Exercise directions: Locate the line containing "Would you be able to indicate the meadow" in the data below. Reproduce it and every following line up to the end, exactly as given.

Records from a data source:
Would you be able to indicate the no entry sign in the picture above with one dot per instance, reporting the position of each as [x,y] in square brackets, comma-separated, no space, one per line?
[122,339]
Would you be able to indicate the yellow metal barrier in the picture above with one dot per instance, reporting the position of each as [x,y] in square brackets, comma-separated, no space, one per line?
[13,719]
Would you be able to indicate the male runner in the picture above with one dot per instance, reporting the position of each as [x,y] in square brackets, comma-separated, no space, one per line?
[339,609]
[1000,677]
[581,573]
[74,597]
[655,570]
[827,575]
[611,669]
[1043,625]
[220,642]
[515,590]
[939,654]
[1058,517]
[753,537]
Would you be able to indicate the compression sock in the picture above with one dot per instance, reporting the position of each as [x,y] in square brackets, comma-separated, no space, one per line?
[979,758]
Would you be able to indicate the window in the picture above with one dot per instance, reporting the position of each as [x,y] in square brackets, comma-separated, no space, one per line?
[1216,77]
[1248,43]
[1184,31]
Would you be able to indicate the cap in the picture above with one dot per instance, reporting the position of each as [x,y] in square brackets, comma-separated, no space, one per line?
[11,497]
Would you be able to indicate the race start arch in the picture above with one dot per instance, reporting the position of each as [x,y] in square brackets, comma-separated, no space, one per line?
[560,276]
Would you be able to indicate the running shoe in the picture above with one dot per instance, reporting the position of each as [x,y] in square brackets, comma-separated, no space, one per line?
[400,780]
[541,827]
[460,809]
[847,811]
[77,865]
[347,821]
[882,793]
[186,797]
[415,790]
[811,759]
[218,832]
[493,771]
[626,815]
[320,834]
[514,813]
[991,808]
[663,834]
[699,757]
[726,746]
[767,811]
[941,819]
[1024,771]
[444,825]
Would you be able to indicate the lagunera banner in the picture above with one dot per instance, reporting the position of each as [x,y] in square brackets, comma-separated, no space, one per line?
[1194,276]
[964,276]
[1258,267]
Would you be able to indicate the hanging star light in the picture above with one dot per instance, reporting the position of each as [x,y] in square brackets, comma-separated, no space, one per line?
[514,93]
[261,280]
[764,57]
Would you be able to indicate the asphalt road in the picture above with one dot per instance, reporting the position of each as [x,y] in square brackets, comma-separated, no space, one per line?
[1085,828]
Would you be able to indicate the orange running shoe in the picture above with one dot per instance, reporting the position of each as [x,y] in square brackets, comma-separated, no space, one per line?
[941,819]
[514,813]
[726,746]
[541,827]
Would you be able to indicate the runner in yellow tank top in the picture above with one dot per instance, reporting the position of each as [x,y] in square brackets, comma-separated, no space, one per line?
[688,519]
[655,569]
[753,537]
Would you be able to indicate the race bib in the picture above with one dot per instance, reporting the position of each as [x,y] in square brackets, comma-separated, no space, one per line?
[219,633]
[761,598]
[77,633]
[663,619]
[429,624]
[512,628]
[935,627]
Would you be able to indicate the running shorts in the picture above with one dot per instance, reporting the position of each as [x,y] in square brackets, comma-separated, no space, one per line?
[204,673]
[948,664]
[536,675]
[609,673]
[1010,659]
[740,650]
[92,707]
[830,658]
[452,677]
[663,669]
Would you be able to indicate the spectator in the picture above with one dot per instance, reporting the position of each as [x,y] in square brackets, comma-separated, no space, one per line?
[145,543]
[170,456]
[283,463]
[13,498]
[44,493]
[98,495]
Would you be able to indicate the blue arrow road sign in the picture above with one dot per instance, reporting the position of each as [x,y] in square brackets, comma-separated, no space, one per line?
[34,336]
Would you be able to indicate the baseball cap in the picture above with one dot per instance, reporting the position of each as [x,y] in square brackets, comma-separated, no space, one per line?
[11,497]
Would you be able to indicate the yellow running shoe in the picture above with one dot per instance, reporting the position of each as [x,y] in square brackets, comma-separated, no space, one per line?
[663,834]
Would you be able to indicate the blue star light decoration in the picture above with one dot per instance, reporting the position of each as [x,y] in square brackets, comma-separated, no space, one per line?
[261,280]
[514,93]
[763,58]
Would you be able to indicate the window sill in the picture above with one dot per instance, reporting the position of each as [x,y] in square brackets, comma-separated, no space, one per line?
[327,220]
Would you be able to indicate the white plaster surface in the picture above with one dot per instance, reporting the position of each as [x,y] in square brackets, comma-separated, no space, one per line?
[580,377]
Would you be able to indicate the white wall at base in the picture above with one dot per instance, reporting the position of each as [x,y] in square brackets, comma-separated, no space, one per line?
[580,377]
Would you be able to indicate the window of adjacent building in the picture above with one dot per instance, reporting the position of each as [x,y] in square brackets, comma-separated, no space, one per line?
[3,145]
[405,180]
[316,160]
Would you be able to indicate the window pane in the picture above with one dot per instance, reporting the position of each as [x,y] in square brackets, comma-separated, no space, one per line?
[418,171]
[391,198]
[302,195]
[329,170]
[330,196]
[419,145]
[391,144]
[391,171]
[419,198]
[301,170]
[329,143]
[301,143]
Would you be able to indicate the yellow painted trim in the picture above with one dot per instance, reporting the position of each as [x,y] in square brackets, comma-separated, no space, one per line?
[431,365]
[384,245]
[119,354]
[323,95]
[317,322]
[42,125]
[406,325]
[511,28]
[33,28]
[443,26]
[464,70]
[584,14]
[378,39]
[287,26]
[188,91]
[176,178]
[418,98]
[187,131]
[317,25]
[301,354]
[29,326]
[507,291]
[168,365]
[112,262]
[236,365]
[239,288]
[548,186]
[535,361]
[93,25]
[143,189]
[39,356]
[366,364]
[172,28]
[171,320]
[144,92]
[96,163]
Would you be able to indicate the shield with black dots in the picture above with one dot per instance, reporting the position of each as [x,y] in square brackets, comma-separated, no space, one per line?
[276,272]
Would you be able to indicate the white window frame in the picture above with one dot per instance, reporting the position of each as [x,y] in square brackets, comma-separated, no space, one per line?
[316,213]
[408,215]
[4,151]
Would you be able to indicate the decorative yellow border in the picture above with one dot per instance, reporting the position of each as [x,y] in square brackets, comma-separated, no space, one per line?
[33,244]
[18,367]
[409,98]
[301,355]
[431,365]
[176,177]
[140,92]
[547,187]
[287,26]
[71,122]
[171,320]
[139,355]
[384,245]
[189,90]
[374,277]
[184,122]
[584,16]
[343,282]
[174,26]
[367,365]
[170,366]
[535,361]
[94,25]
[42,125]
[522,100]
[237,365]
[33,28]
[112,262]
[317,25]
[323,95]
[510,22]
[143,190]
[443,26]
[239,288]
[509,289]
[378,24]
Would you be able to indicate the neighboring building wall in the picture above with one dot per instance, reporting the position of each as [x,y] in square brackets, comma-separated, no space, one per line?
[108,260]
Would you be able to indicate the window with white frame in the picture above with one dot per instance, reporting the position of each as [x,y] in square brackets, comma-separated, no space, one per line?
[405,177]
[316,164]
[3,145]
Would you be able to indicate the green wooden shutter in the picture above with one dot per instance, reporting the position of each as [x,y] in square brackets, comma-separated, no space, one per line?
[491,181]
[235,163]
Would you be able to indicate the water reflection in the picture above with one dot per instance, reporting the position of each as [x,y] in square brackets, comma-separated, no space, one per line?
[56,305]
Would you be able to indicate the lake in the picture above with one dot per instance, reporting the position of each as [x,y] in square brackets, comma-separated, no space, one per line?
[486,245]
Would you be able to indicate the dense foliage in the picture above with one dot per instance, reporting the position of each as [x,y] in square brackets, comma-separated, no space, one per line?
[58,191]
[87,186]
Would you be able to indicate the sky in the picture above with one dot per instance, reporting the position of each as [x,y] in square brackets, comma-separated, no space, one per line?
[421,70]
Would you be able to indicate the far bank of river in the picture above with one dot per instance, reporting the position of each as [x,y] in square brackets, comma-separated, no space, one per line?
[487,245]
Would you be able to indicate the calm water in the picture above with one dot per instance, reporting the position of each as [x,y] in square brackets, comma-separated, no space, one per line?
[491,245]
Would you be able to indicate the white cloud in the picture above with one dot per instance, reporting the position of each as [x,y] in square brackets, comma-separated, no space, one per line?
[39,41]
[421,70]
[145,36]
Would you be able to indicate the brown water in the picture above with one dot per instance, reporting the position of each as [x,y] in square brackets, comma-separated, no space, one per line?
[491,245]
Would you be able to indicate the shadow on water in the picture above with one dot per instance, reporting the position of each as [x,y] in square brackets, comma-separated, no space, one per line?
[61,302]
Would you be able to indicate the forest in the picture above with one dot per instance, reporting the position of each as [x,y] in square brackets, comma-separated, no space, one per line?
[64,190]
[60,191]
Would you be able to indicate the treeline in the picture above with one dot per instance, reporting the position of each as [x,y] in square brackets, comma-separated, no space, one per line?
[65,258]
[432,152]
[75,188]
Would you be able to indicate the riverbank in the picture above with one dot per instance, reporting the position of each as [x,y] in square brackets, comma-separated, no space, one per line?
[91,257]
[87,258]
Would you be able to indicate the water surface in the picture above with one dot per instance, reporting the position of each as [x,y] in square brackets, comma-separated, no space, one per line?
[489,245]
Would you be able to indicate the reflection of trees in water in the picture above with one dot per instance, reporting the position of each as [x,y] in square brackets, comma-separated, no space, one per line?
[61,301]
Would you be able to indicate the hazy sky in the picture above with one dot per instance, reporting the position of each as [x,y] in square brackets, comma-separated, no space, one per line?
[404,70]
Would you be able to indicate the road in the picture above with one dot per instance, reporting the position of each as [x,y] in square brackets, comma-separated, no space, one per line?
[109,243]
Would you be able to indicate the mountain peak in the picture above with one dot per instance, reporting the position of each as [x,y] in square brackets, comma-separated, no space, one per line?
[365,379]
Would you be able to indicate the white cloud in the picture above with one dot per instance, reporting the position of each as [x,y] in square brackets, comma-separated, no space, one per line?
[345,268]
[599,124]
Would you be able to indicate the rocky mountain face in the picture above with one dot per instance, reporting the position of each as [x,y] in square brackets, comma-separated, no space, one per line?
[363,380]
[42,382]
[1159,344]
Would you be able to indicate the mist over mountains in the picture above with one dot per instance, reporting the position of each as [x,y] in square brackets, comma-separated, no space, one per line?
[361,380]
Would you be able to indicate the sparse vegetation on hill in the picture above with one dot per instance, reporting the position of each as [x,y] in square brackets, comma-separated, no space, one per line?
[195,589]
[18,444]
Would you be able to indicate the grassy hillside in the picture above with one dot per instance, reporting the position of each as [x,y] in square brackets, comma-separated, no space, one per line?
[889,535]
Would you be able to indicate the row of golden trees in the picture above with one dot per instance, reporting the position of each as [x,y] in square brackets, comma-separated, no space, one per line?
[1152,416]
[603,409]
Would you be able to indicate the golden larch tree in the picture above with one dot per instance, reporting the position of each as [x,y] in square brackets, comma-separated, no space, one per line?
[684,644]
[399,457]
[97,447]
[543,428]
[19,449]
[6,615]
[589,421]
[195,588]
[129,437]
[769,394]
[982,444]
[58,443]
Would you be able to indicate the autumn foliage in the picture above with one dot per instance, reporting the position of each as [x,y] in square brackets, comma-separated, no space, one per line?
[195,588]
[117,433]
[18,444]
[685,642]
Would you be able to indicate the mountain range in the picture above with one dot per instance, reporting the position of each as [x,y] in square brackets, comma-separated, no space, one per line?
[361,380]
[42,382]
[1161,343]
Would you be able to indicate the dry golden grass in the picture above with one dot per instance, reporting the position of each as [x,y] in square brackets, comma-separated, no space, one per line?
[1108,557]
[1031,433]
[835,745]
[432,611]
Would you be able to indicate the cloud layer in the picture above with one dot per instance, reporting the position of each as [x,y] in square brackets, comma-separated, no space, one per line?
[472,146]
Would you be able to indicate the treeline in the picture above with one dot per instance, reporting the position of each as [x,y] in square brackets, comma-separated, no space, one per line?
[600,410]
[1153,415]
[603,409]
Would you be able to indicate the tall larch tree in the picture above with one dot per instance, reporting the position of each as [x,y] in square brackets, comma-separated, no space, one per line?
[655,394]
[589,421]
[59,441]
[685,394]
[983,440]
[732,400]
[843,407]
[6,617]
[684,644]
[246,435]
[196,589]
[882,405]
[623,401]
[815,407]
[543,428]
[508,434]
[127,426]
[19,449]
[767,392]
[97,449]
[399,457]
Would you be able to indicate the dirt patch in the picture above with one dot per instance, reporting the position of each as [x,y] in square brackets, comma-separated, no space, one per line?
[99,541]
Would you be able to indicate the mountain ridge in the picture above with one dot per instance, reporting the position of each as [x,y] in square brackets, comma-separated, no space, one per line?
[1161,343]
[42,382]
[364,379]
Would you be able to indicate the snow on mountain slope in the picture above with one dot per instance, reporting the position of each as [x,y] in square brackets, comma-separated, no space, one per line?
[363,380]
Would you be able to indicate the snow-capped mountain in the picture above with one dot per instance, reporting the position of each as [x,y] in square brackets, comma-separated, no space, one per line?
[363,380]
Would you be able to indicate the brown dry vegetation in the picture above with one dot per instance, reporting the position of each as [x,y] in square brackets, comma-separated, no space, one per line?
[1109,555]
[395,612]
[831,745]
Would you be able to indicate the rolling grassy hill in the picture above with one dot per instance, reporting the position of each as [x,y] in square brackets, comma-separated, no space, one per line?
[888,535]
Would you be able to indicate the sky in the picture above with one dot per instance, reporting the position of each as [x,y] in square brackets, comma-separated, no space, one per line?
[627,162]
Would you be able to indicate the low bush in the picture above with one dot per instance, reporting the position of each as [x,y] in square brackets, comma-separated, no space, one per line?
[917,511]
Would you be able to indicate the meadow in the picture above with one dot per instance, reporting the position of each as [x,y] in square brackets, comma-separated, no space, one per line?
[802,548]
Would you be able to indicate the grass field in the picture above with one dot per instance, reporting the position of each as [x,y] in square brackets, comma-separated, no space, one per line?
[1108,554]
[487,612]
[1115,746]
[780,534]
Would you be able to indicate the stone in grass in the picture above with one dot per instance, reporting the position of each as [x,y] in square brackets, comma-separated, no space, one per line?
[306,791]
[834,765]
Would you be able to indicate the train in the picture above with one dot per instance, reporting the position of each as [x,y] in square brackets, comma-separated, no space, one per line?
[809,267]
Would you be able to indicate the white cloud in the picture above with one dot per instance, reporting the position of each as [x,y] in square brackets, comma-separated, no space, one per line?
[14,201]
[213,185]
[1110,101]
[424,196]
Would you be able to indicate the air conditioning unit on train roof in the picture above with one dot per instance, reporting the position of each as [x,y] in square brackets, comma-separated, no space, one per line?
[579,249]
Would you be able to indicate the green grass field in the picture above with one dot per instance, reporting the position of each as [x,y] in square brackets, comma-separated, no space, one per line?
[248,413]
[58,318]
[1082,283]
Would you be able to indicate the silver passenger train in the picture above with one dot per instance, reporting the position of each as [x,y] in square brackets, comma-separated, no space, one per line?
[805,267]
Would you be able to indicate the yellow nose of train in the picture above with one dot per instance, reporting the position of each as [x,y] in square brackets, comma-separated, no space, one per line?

Expected answer:
Would you be able to indicate the meadow in the picture above with one dot per instance, reporting the position of each as [x,y] in square brackets, comma-separated, no space, one per line?
[802,548]
Would you be able to indicate the grass field in the picture above with one dot per instance, reporting the position of each as [x,y] in square brackets, comma-separated, no space, one per line?
[1108,554]
[487,612]
[1115,746]
[780,534]
Would you be able to indicate the stone in grass in the picture above with one dot per instance, reporting the position of each as [x,y] in square brackets, comma-separated, no space, one per line?
[306,791]
[834,765]
Would you be able to indicate the train in the picture above with one dot per instance, reporting the position of each as [x,y] in square brackets, comma-separated, no space, one per line?
[809,267]
Would you be able to indicate the white cloud in the picture above with one dot per instance, reporting the position of each as [x,y] in square brackets, comma-separated, no space, one per line?
[14,201]
[213,185]
[1110,101]
[424,196]
Would you be able to indicate the air conditioning unit on train roof in the picture above with one dot per instance, reporting the position of each as [x,y] in square brackets, comma-separated, no space, one per line?
[579,249]
Would you be able to indicate the green grass field in the picture above with one dot per instance, reporting the position of each as [x,y] in square brackets, comma-separated, no space, one per line?
[248,413]
[58,318]
[1082,283]
Would you be able to indicate the silver passenger train in the picture above with one dot per instance, reporting the position of each as [x,y] in square brackets, comma-separated, no space, one per line?
[805,267]
Would you be able to indicate the yellow nose of train in the picture above with one dot per instance, reporting the position of each as [x,y] in square brackets, comma-separated, no space, one per line?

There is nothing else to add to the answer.